Problem to work on:
Extract, character for character, the stretch of the records from their start through the line containing "223L402 228L409 230L418", including both ends. Leave the pictures out of the answer.

Dataset excerpts:
========================================================================

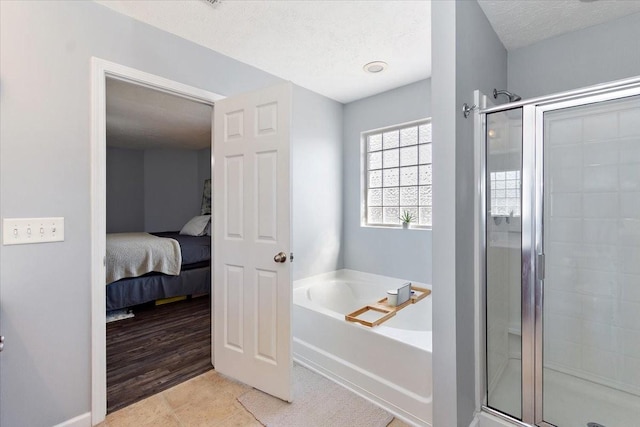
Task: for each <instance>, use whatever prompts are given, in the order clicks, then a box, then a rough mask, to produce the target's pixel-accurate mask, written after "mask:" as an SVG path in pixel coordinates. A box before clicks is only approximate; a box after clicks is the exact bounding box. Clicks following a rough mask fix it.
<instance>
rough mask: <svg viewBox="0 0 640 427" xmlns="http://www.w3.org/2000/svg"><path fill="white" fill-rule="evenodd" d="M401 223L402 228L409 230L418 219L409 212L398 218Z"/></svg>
mask: <svg viewBox="0 0 640 427" xmlns="http://www.w3.org/2000/svg"><path fill="white" fill-rule="evenodd" d="M398 219H399V220H400V221H402V228H404V229H407V228H409V224H411V223H412V222H414V221H415V220H416V217H415V216H413V214H412V213H411V212H409V211H404V212H402V215H401V216H399V217H398Z"/></svg>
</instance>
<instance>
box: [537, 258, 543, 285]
mask: <svg viewBox="0 0 640 427" xmlns="http://www.w3.org/2000/svg"><path fill="white" fill-rule="evenodd" d="M544 264H545V263H544V254H538V256H537V258H536V272H537V276H538V280H544V276H545V272H544V267H545V266H544Z"/></svg>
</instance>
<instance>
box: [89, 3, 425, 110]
mask: <svg viewBox="0 0 640 427" xmlns="http://www.w3.org/2000/svg"><path fill="white" fill-rule="evenodd" d="M97 3H100V4H102V5H104V6H106V7H109V8H111V9H114V10H116V11H118V12H120V13H123V14H125V15H129V16H131V17H133V18H135V19H138V20H140V21H143V22H146V23H148V24H151V25H153V26H156V27H158V28H161V29H163V30H165V31H168V32H170V33H173V34H176V35H178V36H181V37H183V38H185V39H188V40H192V41H194V42H195V43H198V44H200V45H203V46H206V47H208V48H210V49H213V50H215V51H217V52H220V53H222V54H224V55H227V56H230V57H232V58H235V59H237V60H239V61H241V62H244V63H247V64H250V65H253V66H254V67H257V68H259V69H261V70H264V71H267V72H269V73H271V74H274V75H277V76H279V77H281V78H283V79H286V80H290V81H292V82H293V83H295V84H297V85H299V86H302V87H305V88H307V89H310V90H312V91H315V92H318V93H320V94H322V95H325V96H327V97H329V98H333V99H335V100H337V101H340V102H343V103H346V102H350V101H353V100H356V99H360V98H364V97H367V96H370V95H373V94H376V93H380V92H383V91H386V90H389V89H393V88H396V87H399V86H403V85H405V84H409V83H412V82H415V81H418V80H421V79H424V78H427V77H429V76H430V75H431V40H430V37H431V28H430V27H431V2H430V1H426V0H417V1H404V0H394V1H371V0H368V1H327V0H321V1H319V0H313V1H311V0H304V1H297V0H290V1H250V0H222V2H220V3H218V4H216V5H214V6H211V5H210V4H208V3H206V2H205V1H203V0H189V1H171V0H165V1H150V0H144V1H135V0H130V1H119V0H106V1H105V0H98V1H97ZM371 61H386V62H387V63H388V64H389V67H388V68H387V70H386V71H385V72H383V73H380V74H367V73H365V72H364V71H363V70H362V66H363V65H364V64H366V63H368V62H371Z"/></svg>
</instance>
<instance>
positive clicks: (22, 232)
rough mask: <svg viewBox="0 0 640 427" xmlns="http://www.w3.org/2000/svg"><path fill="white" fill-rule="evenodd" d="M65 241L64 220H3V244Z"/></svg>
mask: <svg viewBox="0 0 640 427" xmlns="http://www.w3.org/2000/svg"><path fill="white" fill-rule="evenodd" d="M62 241H64V218H63V217H54V218H3V220H2V244H3V245H27V244H31V243H47V242H62Z"/></svg>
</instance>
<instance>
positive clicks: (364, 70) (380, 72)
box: [362, 61, 388, 74]
mask: <svg viewBox="0 0 640 427" xmlns="http://www.w3.org/2000/svg"><path fill="white" fill-rule="evenodd" d="M387 67H388V64H387V63H386V62H384V61H373V62H369V63H368V64H365V65H364V67H362V69H363V70H364V71H366V72H367V73H371V74H377V73H381V72H383V71H384V70H386V68H387Z"/></svg>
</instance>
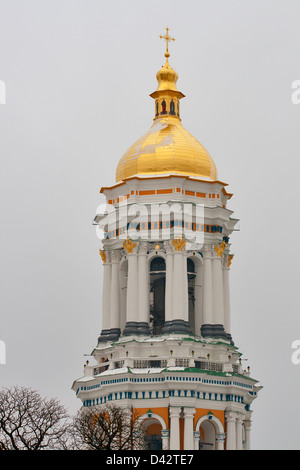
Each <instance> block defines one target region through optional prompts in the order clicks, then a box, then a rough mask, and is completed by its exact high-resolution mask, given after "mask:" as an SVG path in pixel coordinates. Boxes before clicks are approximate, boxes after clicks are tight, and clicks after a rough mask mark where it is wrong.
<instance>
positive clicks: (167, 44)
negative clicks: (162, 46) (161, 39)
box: [159, 28, 175, 60]
mask: <svg viewBox="0 0 300 470" xmlns="http://www.w3.org/2000/svg"><path fill="white" fill-rule="evenodd" d="M159 37H160V38H161V39H164V40H165V41H166V52H165V57H166V58H167V60H168V57H170V53H169V41H175V38H171V36H169V28H166V34H165V35H164V36H159Z"/></svg>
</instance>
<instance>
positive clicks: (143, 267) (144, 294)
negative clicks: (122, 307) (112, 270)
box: [138, 242, 149, 323]
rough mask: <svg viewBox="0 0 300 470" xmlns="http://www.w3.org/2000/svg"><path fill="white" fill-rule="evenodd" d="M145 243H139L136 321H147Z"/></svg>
mask: <svg viewBox="0 0 300 470" xmlns="http://www.w3.org/2000/svg"><path fill="white" fill-rule="evenodd" d="M148 275H149V273H148V262H147V243H144V242H140V243H139V254H138V321H139V322H145V323H149V284H148V283H149V280H148Z"/></svg>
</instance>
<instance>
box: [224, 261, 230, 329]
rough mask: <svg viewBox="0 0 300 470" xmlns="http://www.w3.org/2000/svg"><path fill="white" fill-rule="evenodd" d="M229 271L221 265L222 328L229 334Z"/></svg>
mask: <svg viewBox="0 0 300 470" xmlns="http://www.w3.org/2000/svg"><path fill="white" fill-rule="evenodd" d="M229 271H230V269H229V268H228V267H227V266H224V267H223V295H224V328H225V331H226V333H229V334H230V290H229Z"/></svg>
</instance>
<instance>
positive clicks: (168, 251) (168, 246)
mask: <svg viewBox="0 0 300 470" xmlns="http://www.w3.org/2000/svg"><path fill="white" fill-rule="evenodd" d="M164 249H165V251H166V255H172V254H173V253H174V247H173V245H172V240H165V241H164Z"/></svg>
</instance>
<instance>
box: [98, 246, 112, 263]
mask: <svg viewBox="0 0 300 470" xmlns="http://www.w3.org/2000/svg"><path fill="white" fill-rule="evenodd" d="M99 255H100V256H101V258H102V261H103V264H108V263H110V251H106V250H101V248H100V249H99Z"/></svg>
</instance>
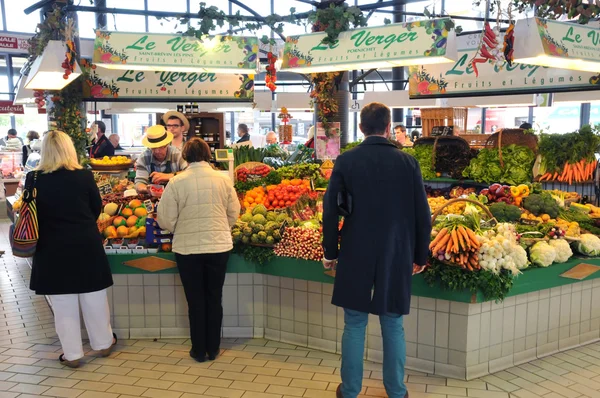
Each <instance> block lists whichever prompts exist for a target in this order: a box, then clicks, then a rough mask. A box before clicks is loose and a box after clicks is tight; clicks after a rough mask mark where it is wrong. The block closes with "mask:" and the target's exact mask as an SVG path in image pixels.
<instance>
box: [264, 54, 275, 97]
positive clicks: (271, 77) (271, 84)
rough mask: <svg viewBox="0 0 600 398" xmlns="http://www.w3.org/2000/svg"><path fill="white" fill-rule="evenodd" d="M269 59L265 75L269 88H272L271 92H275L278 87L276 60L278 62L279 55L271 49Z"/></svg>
mask: <svg viewBox="0 0 600 398" xmlns="http://www.w3.org/2000/svg"><path fill="white" fill-rule="evenodd" d="M267 60H268V62H269V65H267V74H266V76H265V83H266V84H267V88H268V89H269V90H271V92H275V90H276V89H277V85H276V84H275V82H276V81H277V71H276V70H275V62H277V56H276V55H275V54H273V53H272V52H271V51H269V53H268V54H267Z"/></svg>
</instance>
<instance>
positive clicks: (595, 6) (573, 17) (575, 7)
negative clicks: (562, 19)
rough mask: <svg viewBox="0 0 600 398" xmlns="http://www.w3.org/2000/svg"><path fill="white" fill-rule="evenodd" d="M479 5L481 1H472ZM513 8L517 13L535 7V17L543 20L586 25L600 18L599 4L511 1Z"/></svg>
mask: <svg viewBox="0 0 600 398" xmlns="http://www.w3.org/2000/svg"><path fill="white" fill-rule="evenodd" d="M474 4H475V5H477V6H478V5H480V4H481V1H479V0H478V1H474ZM512 4H513V6H514V7H515V8H516V9H517V10H518V11H519V12H524V11H526V10H530V9H533V8H534V7H536V10H537V13H536V15H537V16H538V17H540V18H544V19H559V18H561V17H563V16H566V17H567V18H569V19H577V22H579V23H580V24H587V23H588V22H589V21H590V20H591V19H594V18H598V17H599V16H600V2H598V1H595V2H594V1H590V2H587V3H584V1H583V0H513V1H512ZM494 8H495V5H494V4H493V3H492V5H491V8H490V11H491V12H493V11H494Z"/></svg>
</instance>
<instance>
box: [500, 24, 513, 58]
mask: <svg viewBox="0 0 600 398" xmlns="http://www.w3.org/2000/svg"><path fill="white" fill-rule="evenodd" d="M514 46H515V25H514V24H510V26H509V27H508V29H506V33H505V34H504V46H503V47H502V53H503V54H504V59H506V63H507V64H508V66H512V63H513V60H514V56H513V53H514Z"/></svg>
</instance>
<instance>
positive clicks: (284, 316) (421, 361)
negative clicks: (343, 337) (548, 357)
mask: <svg viewBox="0 0 600 398" xmlns="http://www.w3.org/2000/svg"><path fill="white" fill-rule="evenodd" d="M114 279H115V286H114V287H113V288H112V289H111V292H110V294H109V297H110V299H111V300H110V305H111V314H112V315H113V325H114V328H115V330H116V331H117V332H118V333H119V334H120V335H122V336H124V337H130V338H134V339H136V338H159V337H162V338H184V337H187V336H189V323H188V318H187V311H188V309H187V303H186V300H185V294H184V292H183V287H182V286H181V280H180V279H179V275H177V274H170V275H114ZM332 291H333V285H331V284H327V283H319V282H310V281H304V280H299V279H290V278H283V277H276V276H270V275H260V274H227V279H226V281H225V286H224V289H223V310H224V316H223V337H240V338H242V337H255V338H260V337H265V338H266V339H269V340H275V341H280V342H283V343H290V344H295V345H300V346H305V347H310V348H315V349H319V350H323V351H329V352H332V353H340V352H341V337H342V331H343V325H344V318H343V311H342V310H341V309H339V308H337V307H335V306H333V305H332V304H331V295H332ZM411 307H412V308H411V313H410V315H408V316H406V318H405V320H404V329H405V335H406V342H407V343H406V344H407V367H409V368H411V369H414V370H418V371H422V372H426V373H429V374H436V375H441V376H447V377H453V378H460V379H468V380H471V379H474V378H477V377H480V376H483V375H486V374H489V373H494V372H497V371H500V370H503V369H507V368H510V367H512V366H515V365H519V364H522V363H525V362H528V361H531V360H534V359H536V358H540V357H544V356H547V355H551V354H554V353H556V352H559V351H564V350H567V349H569V348H573V347H576V346H579V345H583V344H587V343H590V342H593V341H597V340H599V339H600V280H596V281H588V282H578V283H574V284H571V285H567V286H563V287H558V288H554V289H548V290H542V291H539V292H533V293H529V294H523V295H519V296H514V297H509V298H508V299H506V300H505V301H504V302H503V303H498V304H497V303H493V302H486V303H479V304H467V303H458V302H450V301H445V300H436V299H431V298H427V297H414V296H413V299H412V303H411ZM366 343H367V344H366V345H367V347H366V351H365V355H366V357H367V359H369V360H371V361H374V362H382V360H383V352H382V341H381V328H380V326H379V320H378V319H377V318H376V317H374V316H371V317H370V318H369V324H368V327H367V339H366ZM598 360H600V358H599V359H598Z"/></svg>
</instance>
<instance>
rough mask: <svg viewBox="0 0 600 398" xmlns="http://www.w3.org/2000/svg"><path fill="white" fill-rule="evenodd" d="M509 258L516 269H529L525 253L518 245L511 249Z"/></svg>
mask: <svg viewBox="0 0 600 398" xmlns="http://www.w3.org/2000/svg"><path fill="white" fill-rule="evenodd" d="M511 251H512V252H511V253H510V256H511V257H512V260H513V262H514V263H515V267H517V269H525V268H527V267H529V259H528V258H527V251H525V249H523V248H522V247H521V246H520V245H514V246H513V247H512V248H511Z"/></svg>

========================================================================

Finished exercise:
Task: for each <instance>, use whatever prompts are given, in the order clicks, then a box, then a rough mask, to produce the target's pixel-accurate mask, written after "mask:" as an SVG path in pixel coordinates. A box before clicks is only approximate; a box after clicks is the exact bounding box. Clicks following a rough mask fix it.
<instance>
rough mask: <svg viewBox="0 0 640 427" xmlns="http://www.w3.org/2000/svg"><path fill="white" fill-rule="evenodd" d="M401 223L402 228L409 230L418 219L409 212L398 218Z"/></svg>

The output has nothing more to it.